• _ITEMS_

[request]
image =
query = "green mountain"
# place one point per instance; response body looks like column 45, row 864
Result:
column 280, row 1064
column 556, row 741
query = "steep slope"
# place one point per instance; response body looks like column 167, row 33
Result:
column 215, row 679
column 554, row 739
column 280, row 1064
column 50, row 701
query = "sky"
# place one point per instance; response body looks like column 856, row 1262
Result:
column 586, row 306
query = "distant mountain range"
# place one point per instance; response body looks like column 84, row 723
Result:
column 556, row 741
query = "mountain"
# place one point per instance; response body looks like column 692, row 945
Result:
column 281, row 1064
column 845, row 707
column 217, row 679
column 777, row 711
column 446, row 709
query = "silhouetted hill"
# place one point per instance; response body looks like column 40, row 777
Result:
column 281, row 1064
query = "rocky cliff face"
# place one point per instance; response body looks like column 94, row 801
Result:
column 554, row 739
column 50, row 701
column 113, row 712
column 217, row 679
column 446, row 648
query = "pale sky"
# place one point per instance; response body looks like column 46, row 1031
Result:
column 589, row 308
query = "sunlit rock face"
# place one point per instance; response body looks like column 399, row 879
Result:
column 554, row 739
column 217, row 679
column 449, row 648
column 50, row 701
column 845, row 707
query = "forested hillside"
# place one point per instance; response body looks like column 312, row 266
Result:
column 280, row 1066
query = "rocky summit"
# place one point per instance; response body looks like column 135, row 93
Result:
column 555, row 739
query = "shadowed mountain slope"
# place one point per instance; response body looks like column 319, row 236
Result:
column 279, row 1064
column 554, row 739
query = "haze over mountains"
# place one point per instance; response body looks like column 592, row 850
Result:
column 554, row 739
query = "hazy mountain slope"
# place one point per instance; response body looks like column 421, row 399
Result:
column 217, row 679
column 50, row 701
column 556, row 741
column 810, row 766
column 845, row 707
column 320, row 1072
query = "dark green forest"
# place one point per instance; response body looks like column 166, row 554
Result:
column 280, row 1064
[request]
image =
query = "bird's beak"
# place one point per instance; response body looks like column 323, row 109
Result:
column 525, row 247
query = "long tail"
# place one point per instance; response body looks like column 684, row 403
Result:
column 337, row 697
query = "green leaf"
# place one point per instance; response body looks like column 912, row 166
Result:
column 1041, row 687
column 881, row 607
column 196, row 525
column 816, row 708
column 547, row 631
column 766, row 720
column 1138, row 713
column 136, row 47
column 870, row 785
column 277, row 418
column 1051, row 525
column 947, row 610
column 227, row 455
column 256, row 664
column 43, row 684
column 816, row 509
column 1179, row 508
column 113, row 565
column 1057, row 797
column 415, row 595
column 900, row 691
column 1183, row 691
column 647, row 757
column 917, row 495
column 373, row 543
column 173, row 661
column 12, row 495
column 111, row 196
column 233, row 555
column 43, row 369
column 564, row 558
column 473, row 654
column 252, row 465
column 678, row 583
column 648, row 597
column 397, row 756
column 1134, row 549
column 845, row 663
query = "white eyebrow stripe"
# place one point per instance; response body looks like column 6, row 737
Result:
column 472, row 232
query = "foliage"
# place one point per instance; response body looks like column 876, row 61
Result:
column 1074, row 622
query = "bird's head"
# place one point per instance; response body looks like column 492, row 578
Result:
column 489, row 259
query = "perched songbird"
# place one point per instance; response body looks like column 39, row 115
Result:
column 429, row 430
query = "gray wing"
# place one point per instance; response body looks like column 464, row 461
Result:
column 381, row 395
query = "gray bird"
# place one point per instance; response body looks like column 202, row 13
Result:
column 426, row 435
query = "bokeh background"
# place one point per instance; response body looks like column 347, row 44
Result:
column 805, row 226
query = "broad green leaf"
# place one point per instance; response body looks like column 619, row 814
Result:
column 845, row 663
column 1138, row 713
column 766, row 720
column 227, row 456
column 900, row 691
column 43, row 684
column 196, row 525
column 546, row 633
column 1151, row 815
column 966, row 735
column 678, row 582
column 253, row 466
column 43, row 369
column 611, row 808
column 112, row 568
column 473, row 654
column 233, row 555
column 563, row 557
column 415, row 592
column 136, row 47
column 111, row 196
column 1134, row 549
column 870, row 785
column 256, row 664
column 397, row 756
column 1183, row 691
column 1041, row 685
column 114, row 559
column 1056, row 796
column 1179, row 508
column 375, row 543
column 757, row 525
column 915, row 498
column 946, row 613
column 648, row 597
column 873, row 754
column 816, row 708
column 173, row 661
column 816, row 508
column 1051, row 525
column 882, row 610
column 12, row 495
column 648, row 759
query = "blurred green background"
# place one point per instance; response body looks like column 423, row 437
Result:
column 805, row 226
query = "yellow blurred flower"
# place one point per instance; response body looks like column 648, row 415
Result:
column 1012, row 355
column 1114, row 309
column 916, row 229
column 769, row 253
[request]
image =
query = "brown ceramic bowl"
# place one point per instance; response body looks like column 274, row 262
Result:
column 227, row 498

• _YOUR OBJECTIVE_
Please format the material above as a Markdown table with the columns No. and Line. Number each line in order and omit blank lines.

• _SOLVED EXERCISE_
| No. | Line |
|---|---|
| 1 | [request] |
| 2 | image = |
| 3 | query = "green mountain" |
| 4 | # place one point per instance; response body looks like column 45, row 864 |
| 5 | Result: |
| 6 | column 280, row 1064 |
| 7 | column 556, row 741 |
| 8 | query = "steep slope" |
| 9 | # place one point per instance; response body looks like column 167, row 33 |
| 10 | Result: |
| 11 | column 215, row 679 |
| 12 | column 554, row 739 |
| 13 | column 280, row 1064 |
| 14 | column 50, row 701 |
| 15 | query = "sky" |
| 16 | # place one point per instance; response body looks like column 856, row 1262 |
| 17 | Result: |
| 18 | column 586, row 306 |
| 19 | query = "distant mountain range" |
| 20 | # place one point per instance; response body looks like column 84, row 723 |
| 21 | Result: |
| 22 | column 556, row 741 |
| 23 | query = "mountain" |
| 24 | # place one point per instance; response body looks like column 692, row 945 |
| 25 | Result: |
| 26 | column 281, row 1064 |
| 27 | column 845, row 707 |
| 28 | column 217, row 679 |
| 29 | column 777, row 711 |
| 30 | column 446, row 709 |
| 31 | query = "silhouetted hill" |
| 32 | # place one point per instance; response body looks like column 40, row 777 |
| 33 | Result: |
| 34 | column 281, row 1064 |
| 35 | query = "rocky cliff face" |
| 36 | # place one point per instance; response body looks like column 94, row 801 |
| 37 | Result: |
| 38 | column 554, row 739 |
| 39 | column 50, row 701 |
| 40 | column 113, row 712 |
| 41 | column 217, row 679 |
| 42 | column 446, row 648 |
| 43 | query = "pale sky" |
| 44 | # place one point per instance; response body looks like column 46, row 1031 |
| 45 | Result: |
| 46 | column 589, row 308 |
| 47 | query = "sunlit rock face" |
| 48 | # place one point per instance; response body looks like column 399, row 879 |
| 49 | Result: |
| 50 | column 554, row 739 |
| 51 | column 217, row 679 |
| 52 | column 449, row 648 |
| 53 | column 50, row 701 |
| 54 | column 845, row 707 |
| 55 | query = "forested hillside" |
| 56 | # place one point per instance; response body looks like column 312, row 266 |
| 57 | Result: |
| 58 | column 280, row 1066 |
| 59 | query = "rocky summit" |
| 60 | # place one point per instance; response body looks like column 135, row 93 |
| 61 | Result: |
| 62 | column 555, row 739 |
| 63 | query = "shadowed mountain slope" |
| 64 | # place one point per instance; response body looks like column 319, row 236 |
| 65 | Result: |
| 66 | column 279, row 1064 |
| 67 | column 554, row 739 |
| 68 | query = "haze over mountains" |
| 69 | # place one point per instance; response body looks like column 592, row 850 |
| 70 | Result: |
| 71 | column 554, row 739 |
| 72 | query = "hazy mountain slope" |
| 73 | # place one point per instance; response body looks like column 421, row 399 |
| 74 | Result: |
| 75 | column 217, row 679 |
| 76 | column 50, row 701 |
| 77 | column 556, row 741 |
| 78 | column 810, row 766 |
| 79 | column 845, row 707 |
| 80 | column 320, row 1072 |
| 81 | query = "dark green forest" |
| 82 | # place one point per instance; response body looks like column 166, row 554 |
| 83 | Result: |
| 84 | column 280, row 1064 |
| 85 | [request] |
| 86 | image = |
| 87 | query = "bird's beak" |
| 88 | # place one point per instance; response body looks like column 323, row 109 |
| 89 | Result: |
| 90 | column 525, row 247 |
| 91 | query = "long tail" |
| 92 | # place one point per instance; response body looks like column 684, row 403 |
| 93 | Result: |
| 94 | column 337, row 697 |
| 95 | query = "green leaf" |
| 96 | # place one point per instance; response body looks like column 912, row 166 |
| 97 | Result: |
| 98 | column 1041, row 687 |
| 99 | column 881, row 607 |
| 100 | column 196, row 525 |
| 101 | column 816, row 708 |
| 102 | column 547, row 631 |
| 103 | column 766, row 720 |
| 104 | column 1138, row 713 |
| 105 | column 136, row 47 |
| 106 | column 870, row 785 |
| 107 | column 277, row 418 |
| 108 | column 1051, row 525 |
| 109 | column 947, row 610 |
| 110 | column 227, row 455 |
| 111 | column 256, row 664 |
| 112 | column 43, row 684 |
| 113 | column 816, row 509 |
| 114 | column 1179, row 508 |
| 115 | column 113, row 565 |
| 116 | column 1057, row 797 |
| 117 | column 415, row 595 |
| 118 | column 900, row 691 |
| 119 | column 1183, row 691 |
| 120 | column 647, row 757 |
| 121 | column 917, row 495 |
| 122 | column 373, row 543 |
| 123 | column 173, row 661 |
| 124 | column 12, row 495 |
| 125 | column 111, row 196 |
| 126 | column 233, row 555 |
| 127 | column 43, row 369 |
| 128 | column 564, row 558 |
| 129 | column 473, row 654 |
| 130 | column 252, row 465 |
| 131 | column 678, row 583 |
| 132 | column 648, row 597 |
| 133 | column 397, row 756 |
| 134 | column 1134, row 549 |
| 135 | column 845, row 663 |
| 136 | query = "white eyebrow stripe" |
| 137 | # place one point per instance; response body looks like column 6, row 737 |
| 138 | Result: |
| 139 | column 472, row 232 |
| 140 | query = "foliage" |
| 141 | # place one point per instance; response body looks like column 876, row 61 |
| 142 | Result: |
| 143 | column 1074, row 622 |
| 144 | query = "bird's head" |
| 145 | # place one point per instance; response body looks like column 492, row 578 |
| 146 | Result: |
| 147 | column 489, row 259 |
| 148 | query = "perched songbird" |
| 149 | # place one point per instance; response body looks like column 39, row 115 |
| 150 | Result: |
| 151 | column 429, row 430 |
| 152 | query = "gray wing" |
| 153 | # place one point per instance; response body looks like column 464, row 461 |
| 154 | Result: |
| 155 | column 381, row 395 |
| 156 | query = "gray bird" |
| 157 | # place one point per instance; response body looks like column 202, row 13 |
| 158 | Result: |
| 159 | column 426, row 435 |
| 160 | query = "bokeh background" |
| 161 | # place one point per instance; response body looks like column 347, row 44 |
| 162 | Result: |
| 163 | column 805, row 226 |
| 164 | query = "broad green leaf" |
| 165 | # place one point per instance; response body looks like column 619, row 814 |
| 166 | Result: |
| 167 | column 845, row 663 |
| 168 | column 1138, row 713 |
| 169 | column 766, row 720 |
| 170 | column 227, row 456 |
| 171 | column 900, row 691 |
| 172 | column 43, row 684 |
| 173 | column 196, row 525 |
| 174 | column 546, row 633 |
| 175 | column 1151, row 815 |
| 176 | column 966, row 735 |
| 177 | column 678, row 582 |
| 178 | column 253, row 466 |
| 179 | column 43, row 369 |
| 180 | column 611, row 808 |
| 181 | column 112, row 568 |
| 182 | column 473, row 654 |
| 183 | column 233, row 555 |
| 184 | column 563, row 557 |
| 185 | column 415, row 592 |
| 186 | column 136, row 47 |
| 187 | column 111, row 196 |
| 188 | column 1134, row 549 |
| 189 | column 870, row 785 |
| 190 | column 256, row 664 |
| 191 | column 397, row 756 |
| 192 | column 1183, row 691 |
| 193 | column 1041, row 685 |
| 194 | column 114, row 559 |
| 195 | column 1056, row 796 |
| 196 | column 1179, row 508 |
| 197 | column 375, row 543 |
| 198 | column 757, row 525 |
| 199 | column 915, row 498 |
| 200 | column 946, row 613 |
| 201 | column 648, row 597 |
| 202 | column 873, row 754 |
| 203 | column 816, row 708 |
| 204 | column 173, row 661 |
| 205 | column 816, row 508 |
| 206 | column 1051, row 525 |
| 207 | column 882, row 610 |
| 208 | column 12, row 495 |
| 209 | column 648, row 759 |
| 210 | query = "blurred green background" |
| 211 | # place one point per instance; response body looks like column 423, row 437 |
| 212 | Result: |
| 213 | column 805, row 226 |
| 214 | query = "yellow blurred flower" |
| 215 | # place one point per instance; response body looks like column 648, row 415 |
| 216 | Result: |
| 217 | column 1012, row 355 |
| 218 | column 1114, row 309 |
| 219 | column 916, row 229 |
| 220 | column 769, row 253 |
| 221 | [request] |
| 222 | image = |
| 223 | query = "brown ceramic bowl" |
| 224 | # place one point per instance; response body looks like column 274, row 262 |
| 225 | Result: |
| 226 | column 227, row 498 |